» **What is needed**
Print all of the data below word for word, keeping every line unchanged.
┌─ Data provided
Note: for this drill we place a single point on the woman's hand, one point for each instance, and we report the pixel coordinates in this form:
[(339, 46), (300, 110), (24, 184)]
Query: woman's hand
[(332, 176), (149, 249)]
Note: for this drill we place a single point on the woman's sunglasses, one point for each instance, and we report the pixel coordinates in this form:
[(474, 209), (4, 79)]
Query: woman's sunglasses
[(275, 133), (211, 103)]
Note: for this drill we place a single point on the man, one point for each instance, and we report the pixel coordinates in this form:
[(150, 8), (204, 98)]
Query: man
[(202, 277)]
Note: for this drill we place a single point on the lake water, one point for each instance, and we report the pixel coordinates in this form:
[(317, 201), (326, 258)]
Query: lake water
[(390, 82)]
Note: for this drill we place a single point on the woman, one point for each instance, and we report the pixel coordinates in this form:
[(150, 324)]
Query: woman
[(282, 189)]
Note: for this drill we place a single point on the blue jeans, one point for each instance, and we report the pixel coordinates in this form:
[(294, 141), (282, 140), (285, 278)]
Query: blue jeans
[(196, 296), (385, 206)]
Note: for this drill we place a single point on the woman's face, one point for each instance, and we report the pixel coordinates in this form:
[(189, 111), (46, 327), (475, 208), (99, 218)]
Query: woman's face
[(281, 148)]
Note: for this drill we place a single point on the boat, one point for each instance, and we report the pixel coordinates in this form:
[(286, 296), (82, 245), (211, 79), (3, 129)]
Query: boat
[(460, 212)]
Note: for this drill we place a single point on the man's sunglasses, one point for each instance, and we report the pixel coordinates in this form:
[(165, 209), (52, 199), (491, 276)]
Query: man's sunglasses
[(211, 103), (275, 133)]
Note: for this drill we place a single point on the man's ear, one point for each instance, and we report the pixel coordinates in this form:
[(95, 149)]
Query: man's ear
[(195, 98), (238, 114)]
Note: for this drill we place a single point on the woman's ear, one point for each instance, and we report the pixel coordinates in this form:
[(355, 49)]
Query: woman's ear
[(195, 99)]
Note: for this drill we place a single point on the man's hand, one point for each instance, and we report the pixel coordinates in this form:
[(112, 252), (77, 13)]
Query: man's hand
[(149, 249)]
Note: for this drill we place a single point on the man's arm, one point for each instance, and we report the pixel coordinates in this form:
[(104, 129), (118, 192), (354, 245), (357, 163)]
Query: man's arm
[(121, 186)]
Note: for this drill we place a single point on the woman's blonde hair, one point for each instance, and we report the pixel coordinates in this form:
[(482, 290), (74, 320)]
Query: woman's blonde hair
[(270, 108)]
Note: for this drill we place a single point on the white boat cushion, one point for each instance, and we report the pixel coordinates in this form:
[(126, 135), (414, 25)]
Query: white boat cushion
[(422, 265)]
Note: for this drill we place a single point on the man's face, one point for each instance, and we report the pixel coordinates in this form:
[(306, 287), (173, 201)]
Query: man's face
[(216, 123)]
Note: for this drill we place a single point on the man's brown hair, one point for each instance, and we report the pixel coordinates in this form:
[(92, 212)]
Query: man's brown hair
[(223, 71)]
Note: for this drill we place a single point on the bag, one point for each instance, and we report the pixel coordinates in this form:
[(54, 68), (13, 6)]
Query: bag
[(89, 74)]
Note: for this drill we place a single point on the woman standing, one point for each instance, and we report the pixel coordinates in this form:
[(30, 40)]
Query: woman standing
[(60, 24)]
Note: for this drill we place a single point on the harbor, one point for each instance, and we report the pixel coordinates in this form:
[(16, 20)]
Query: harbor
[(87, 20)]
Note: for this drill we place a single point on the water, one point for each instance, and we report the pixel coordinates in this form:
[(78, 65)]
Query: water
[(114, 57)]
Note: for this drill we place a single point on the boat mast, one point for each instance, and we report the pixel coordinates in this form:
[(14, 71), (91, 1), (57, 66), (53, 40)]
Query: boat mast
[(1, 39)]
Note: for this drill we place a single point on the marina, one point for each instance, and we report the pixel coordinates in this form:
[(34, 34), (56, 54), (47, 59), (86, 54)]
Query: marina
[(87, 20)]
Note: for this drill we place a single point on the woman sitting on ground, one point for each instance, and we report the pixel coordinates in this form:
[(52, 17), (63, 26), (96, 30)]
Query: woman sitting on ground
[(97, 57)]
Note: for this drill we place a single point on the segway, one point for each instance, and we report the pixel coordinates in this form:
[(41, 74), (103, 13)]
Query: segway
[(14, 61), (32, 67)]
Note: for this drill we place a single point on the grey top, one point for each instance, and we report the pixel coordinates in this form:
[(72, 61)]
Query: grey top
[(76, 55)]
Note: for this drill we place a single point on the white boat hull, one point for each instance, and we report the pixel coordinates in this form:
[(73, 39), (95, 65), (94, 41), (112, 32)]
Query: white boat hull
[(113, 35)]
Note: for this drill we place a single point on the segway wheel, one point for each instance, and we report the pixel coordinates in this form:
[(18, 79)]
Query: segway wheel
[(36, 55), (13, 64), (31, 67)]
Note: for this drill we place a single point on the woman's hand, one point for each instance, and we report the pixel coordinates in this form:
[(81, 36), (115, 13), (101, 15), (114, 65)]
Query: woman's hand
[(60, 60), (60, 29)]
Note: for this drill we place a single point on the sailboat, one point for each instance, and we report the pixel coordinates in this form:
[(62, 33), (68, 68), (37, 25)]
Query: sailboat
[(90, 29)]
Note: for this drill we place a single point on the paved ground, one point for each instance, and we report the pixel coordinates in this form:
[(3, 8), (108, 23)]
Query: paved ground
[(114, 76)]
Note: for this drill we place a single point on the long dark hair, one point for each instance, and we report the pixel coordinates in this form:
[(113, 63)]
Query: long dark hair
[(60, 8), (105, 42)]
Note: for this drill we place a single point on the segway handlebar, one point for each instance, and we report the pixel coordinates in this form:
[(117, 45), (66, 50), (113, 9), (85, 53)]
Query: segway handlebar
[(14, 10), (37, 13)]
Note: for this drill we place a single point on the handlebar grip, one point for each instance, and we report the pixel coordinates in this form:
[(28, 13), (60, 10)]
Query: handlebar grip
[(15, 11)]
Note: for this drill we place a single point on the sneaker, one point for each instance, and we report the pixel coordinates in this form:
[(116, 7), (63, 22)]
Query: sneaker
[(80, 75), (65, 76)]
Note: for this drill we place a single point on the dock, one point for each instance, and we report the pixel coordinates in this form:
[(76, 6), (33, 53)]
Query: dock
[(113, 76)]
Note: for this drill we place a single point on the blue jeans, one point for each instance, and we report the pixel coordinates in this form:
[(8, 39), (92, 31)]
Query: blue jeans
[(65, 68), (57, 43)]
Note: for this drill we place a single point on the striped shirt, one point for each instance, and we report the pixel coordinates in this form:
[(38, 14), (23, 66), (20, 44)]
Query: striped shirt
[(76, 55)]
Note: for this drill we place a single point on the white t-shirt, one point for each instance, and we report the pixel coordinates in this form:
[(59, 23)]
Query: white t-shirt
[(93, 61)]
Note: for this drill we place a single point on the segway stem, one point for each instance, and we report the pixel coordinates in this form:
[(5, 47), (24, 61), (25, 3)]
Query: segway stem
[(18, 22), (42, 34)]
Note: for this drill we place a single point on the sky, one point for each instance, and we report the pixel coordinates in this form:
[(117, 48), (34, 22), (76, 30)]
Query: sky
└─
» **The reply**
Note: for this drill we place a single point on the woman's hand, one point for each instance, and we report the pixel coordinates in this form:
[(339, 46), (300, 110), (24, 184)]
Query: woman's hand
[(332, 176), (149, 249)]
Note: for this drill we place a single point on the woman's sunglasses, one point for each instance, and we report the pixel coordinates in this form:
[(474, 209), (4, 79)]
Query: woman's sunglasses
[(275, 133), (211, 103)]
Note: for this drill we place a single point on the man, one point for each instance, and we report the pixel coordinates in this form:
[(150, 8), (204, 98)]
Query: man
[(202, 277)]
Note: for this drill we place a single point on the lake water, one point for each instance, and we report the pixel coordinates in this form:
[(317, 201), (326, 258)]
Query: lake water
[(390, 82)]
Note: for this drill we place a single point on the woman, one point for each instance, and we report the pixel coordinates in this form:
[(150, 324)]
Query: woman
[(282, 189)]
Note: for this drill we place a single point on the blue jeans, one point for each instance, and we report the pixel coordinates in this form:
[(294, 141), (282, 140), (285, 278)]
Query: blue jeans
[(196, 296), (385, 206)]
Note: for this drill we place a single point on the woman's face, one point for each instance, and we report the pixel coordinates in this form:
[(189, 111), (46, 327), (475, 208), (99, 218)]
Query: woman's face
[(281, 148)]
Note: for this drill we place a single point on the boat, one point for each instance, and we report the pixel coordinates in this form:
[(286, 296), (82, 245), (211, 79), (3, 129)]
Query: boat
[(460, 212)]
Note: for this drill we place a single point on the man's sunglasses, one point for each instance, and we report the pixel coordinates in this form:
[(165, 209), (52, 199), (491, 276)]
Query: man's sunglasses
[(211, 103), (275, 133)]
Note: for this drill we place a single point on the man's ear, one point for each instance, and we report the pixel coordinates in this form:
[(95, 149)]
Query: man's ear
[(195, 98), (238, 114)]
Note: for this drill we place a single point on the woman's ear, one point for each instance, and we report the pixel coordinates in this form:
[(355, 49)]
Query: woman's ear
[(195, 99)]
Note: for this drill we place a single point on the man's hand, one point for each instance, and we report the pixel coordinates in this form:
[(112, 252), (77, 13)]
Query: man's hand
[(149, 249)]
Note: for this drill we place a single point on the man's arm, one point for each instance, and we report the pixel coordinates in this form:
[(104, 129), (118, 192), (354, 245), (357, 163)]
Query: man's arm
[(121, 186)]
Note: for this drill we place a single point on the woman's blonde hair, one point for each instance, and we report the pixel coordinates in this form:
[(482, 290), (74, 320)]
Query: woman's blonde hair
[(270, 108)]
Note: for this drill we place a single point on the white boat cushion, one point for each instance, and we report the pixel coordinates in this form:
[(126, 135), (414, 25)]
Query: white boat cushion
[(422, 265)]
Note: for this drill we place a single point on the man's face, one point for each instance, and we report the pixel coordinates in this form:
[(306, 287), (173, 201)]
Query: man's face
[(216, 123)]
Note: for this drill we place a single point on the man's brown hair, one point for each instance, and we report the pixel coordinates in this form:
[(92, 212)]
Query: man's brown hair
[(223, 71)]
Note: for this drill we place a single point on the bag, one point for each instance, and we report the pixel coordinates in this form:
[(54, 68), (13, 6)]
Query: bag
[(89, 74)]
Note: for this drill we place a single point on the woman standing, one point for each instance, and we report the pixel coordinates in this form:
[(30, 40)]
Query: woman standing
[(60, 24)]
Note: for this drill we place a single point on the harbor, one point for each instance, and we report the pixel coordinates in this form:
[(16, 20)]
Query: harbor
[(87, 20)]
Note: for this drill we place a single point on the water, one point for each instance, and we report the pixel coordinates in this form:
[(78, 65)]
Query: water
[(114, 57)]
Note: for this drill we place a single point on the boat mast, one point for each instance, and we report the pixel coordinates in this form:
[(14, 71), (91, 1), (57, 66), (53, 40)]
Query: boat mast
[(1, 39)]
Note: for this drill we place a single point on the marina, one point for each instance, and we report the pixel coordinates in this form:
[(34, 34), (56, 54), (47, 59), (86, 54)]
Query: marina
[(87, 20)]
Note: for this drill we place a single point on the woman sitting on ground, one point for each instance, and we report the pixel coordinates in this form:
[(52, 17), (63, 26), (96, 30)]
Query: woman sitting on ground
[(97, 57)]
Note: for this drill we place a single point on the segway, one point for each instance, and we report the pixel coordinates in this form:
[(41, 74), (103, 13)]
Query: segway
[(14, 61), (32, 67)]
Note: for this drill we place a single point on the grey top, one point for each instance, and we report the pixel coordinates in this form:
[(72, 61)]
Query: grey top
[(76, 55)]
Note: for this drill we place a single point on the white boat hull, one point for each instance, and we report the pixel coordinates in this form:
[(73, 39), (95, 65), (94, 41), (112, 32)]
Query: white boat hull
[(113, 35)]
Note: for this drill we place a single point on the segway wheel, one point for each instance, and we report the pixel coordinates in this form:
[(18, 79)]
Query: segway wheel
[(36, 55), (13, 64), (31, 67)]
Note: for this drill we place a single point on the woman's hand, one point for each instance, and we report the pixel coordinates in this form:
[(81, 36), (115, 13), (101, 15), (114, 65)]
Query: woman's hand
[(60, 60), (60, 29)]
Note: for this drill we place a single point on the sailboat, one point for each instance, and we report the pixel coordinates in this form:
[(62, 33), (68, 68), (37, 25)]
Query: sailboat
[(90, 29)]
Note: for this drill we place a single point on the paved ground, one point for each instance, and we report the pixel coordinates in this form:
[(3, 8), (108, 23)]
Query: paved ground
[(114, 76)]
Note: for this drill we place a single point on the long dark hair, one point for each instance, and we report the pixel coordinates in this form:
[(113, 63)]
Query: long dark hair
[(60, 8), (105, 42)]
Note: for this drill we place a single point on the segway handlebar, one point for each instance, and we report the pixel coordinates in this form:
[(117, 45), (66, 50), (113, 9), (85, 53)]
Query: segway handlebar
[(14, 10), (37, 13)]
Note: for this drill we place a single point on the handlebar grip, one point for each instance, and we report the pixel coordinates in this form:
[(28, 13), (60, 10)]
Query: handlebar grip
[(15, 11)]
Note: for this drill we place a single point on the sneaker, one point for each instance, and we report the pixel coordinates in this form:
[(116, 7), (63, 22)]
Query: sneaker
[(80, 75), (65, 76)]
Note: for this drill we place a single point on the dock, one point for each instance, and we report the pixel coordinates in this form:
[(76, 6), (33, 53)]
Query: dock
[(113, 76)]
Note: for this drill we place a single point on the blue jeans, one point for each instance, and we report the pixel coordinates in this form:
[(8, 39), (92, 31)]
Query: blue jeans
[(65, 68), (57, 43)]
Note: for this drill we place a single point on the striped shirt, one point for each instance, and we report the pixel coordinates in this form:
[(38, 14), (23, 66), (20, 44)]
Query: striped shirt
[(76, 55)]
Note: for this drill we place a single point on the white t-shirt, one point for each instance, and we report the pixel coordinates in this form:
[(59, 23)]
Query: white t-shirt
[(93, 61)]
Note: for this drill we place a single point on the segway stem, one point for each instance, and we report the pixel coordinates in this form:
[(5, 47), (24, 61), (25, 3)]
Query: segway stem
[(18, 22), (42, 34)]
Note: for this drill we place a single point on the sky, one point for each instance, and we report the pixel coordinates in this form:
[(117, 48), (34, 22), (76, 30)]
Query: sky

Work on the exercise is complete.